### Exercise directions
Once the records below have been read, copy them all out exactly.

╭─ Data

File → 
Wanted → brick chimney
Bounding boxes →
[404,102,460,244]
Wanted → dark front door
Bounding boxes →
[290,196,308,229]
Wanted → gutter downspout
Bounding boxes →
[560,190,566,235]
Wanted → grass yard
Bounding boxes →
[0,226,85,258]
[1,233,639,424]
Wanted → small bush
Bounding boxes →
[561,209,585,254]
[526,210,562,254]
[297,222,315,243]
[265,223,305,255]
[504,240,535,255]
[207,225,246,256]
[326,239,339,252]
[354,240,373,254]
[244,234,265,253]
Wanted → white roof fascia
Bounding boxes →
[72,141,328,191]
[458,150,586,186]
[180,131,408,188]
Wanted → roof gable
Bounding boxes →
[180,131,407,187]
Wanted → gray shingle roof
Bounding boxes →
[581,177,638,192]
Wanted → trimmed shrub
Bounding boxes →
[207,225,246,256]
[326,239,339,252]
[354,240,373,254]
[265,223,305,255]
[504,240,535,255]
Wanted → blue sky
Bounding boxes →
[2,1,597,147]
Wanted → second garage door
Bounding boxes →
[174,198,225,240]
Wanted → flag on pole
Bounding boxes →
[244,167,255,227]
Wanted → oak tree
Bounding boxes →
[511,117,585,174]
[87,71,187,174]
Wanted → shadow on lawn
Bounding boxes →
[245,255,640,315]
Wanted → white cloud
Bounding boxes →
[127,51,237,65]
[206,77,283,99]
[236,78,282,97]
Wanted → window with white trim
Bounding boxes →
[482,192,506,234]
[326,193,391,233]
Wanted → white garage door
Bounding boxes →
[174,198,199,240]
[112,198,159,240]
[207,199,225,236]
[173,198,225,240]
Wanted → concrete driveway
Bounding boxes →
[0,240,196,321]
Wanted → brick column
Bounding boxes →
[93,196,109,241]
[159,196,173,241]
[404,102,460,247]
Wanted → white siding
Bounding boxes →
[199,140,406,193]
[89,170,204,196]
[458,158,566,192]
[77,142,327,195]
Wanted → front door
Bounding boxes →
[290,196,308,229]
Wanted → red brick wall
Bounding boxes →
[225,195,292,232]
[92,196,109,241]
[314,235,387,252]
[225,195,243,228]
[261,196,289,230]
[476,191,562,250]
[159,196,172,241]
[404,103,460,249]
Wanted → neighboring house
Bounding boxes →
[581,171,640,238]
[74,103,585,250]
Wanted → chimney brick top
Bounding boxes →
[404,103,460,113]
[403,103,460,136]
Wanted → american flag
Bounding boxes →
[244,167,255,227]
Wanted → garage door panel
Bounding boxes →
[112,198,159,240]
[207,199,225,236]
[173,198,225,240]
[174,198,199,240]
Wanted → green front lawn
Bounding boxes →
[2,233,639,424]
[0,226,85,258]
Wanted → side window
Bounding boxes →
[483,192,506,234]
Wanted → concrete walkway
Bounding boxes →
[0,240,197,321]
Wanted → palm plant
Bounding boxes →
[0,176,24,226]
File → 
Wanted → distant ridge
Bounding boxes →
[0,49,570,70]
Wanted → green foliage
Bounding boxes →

╰─

### Problem solution
File → 
Wanted → brick chimney
Bounding boxes →
[404,102,460,244]
Wanted → dark front door
Bounding boxes →
[290,196,308,229]
Wanted → gutter downspout
Bounding boxes →
[560,190,566,235]
Wanted → grass yard
Bounding boxes →
[0,226,85,258]
[1,233,639,424]
Wanted → small bush
Bounding boxes →
[561,209,585,254]
[526,210,562,254]
[297,222,315,243]
[265,223,305,255]
[504,240,535,255]
[207,225,246,256]
[326,239,339,252]
[354,240,373,254]
[244,234,265,253]
Wanted → white roof fascia
Bounding boxes →
[72,141,328,191]
[458,150,586,186]
[180,131,408,188]
Wanted → roof gable
Bounding boxes →
[180,131,407,187]
Wanted → gray shingle roof
Bounding boxes →
[581,177,638,192]
Wanted → trimmed shrub
Bounding boxes →
[207,225,246,256]
[326,239,339,252]
[354,240,373,254]
[265,223,305,255]
[504,240,535,255]
Wanted → blue sky
Bounding boxes →
[2,1,597,147]
Wanted → second garage door
Bounding boxes →
[174,198,225,240]
Wanted → flag on pole
Bounding boxes →
[244,167,255,227]
Wanted → oak tree
Bounding boxes →
[511,117,585,174]
[87,71,187,174]
Wanted → shadow on lawn
Bounding boxes →
[245,255,640,315]
Wanted → white cloud
Bounding boxes →
[127,51,237,65]
[206,77,283,99]
[236,78,282,97]
Wanted → window with white trim
Bounding boxes →
[482,192,506,234]
[326,193,391,233]
Wanted → white garage door
Bounding boxes →
[174,198,199,240]
[112,198,159,240]
[207,199,225,236]
[173,198,225,240]
Wanted → concrete driveway
Bounding boxes →
[0,240,196,321]
Wanted → brick column
Bounding boxes →
[93,196,109,241]
[159,196,173,241]
[404,102,460,247]
Wanted → white siding
Bounding boxes →
[199,140,406,193]
[89,170,204,196]
[458,158,566,192]
[77,142,327,195]
Wanted → front door
Bounding boxes →
[290,196,308,229]
Wanted → red brick wall
Bounding boxes →
[225,195,292,232]
[92,196,109,241]
[314,235,387,252]
[225,195,243,228]
[261,196,289,230]
[476,191,562,250]
[159,196,172,241]
[404,103,460,249]
Wanted → neighboring house
Bounding boxes →
[581,171,640,238]
[74,103,585,250]
Wanted → chimney brick top
Bounding boxes →
[404,103,460,113]
[403,103,460,136]
Wanted → american flag
Bounding boxes →
[244,167,255,227]
Wanted → garage door panel
Bounding boxes →
[112,198,159,240]
[207,199,225,236]
[173,198,225,240]
[174,198,199,240]
Wanted → green front lawn
Bounding boxes →
[2,233,639,424]
[0,226,85,258]
Wanted → side window
Bounding boxes →
[483,192,506,234]
Wanted → concrete walkway
Bounding boxes →
[0,240,197,321]
Wanted → palm plant
Bounding boxes →
[0,176,24,226]
File → 
Wanted → distant ridge
Bounding boxes →
[0,49,570,70]
Wanted → green foliage
Bounding boxes →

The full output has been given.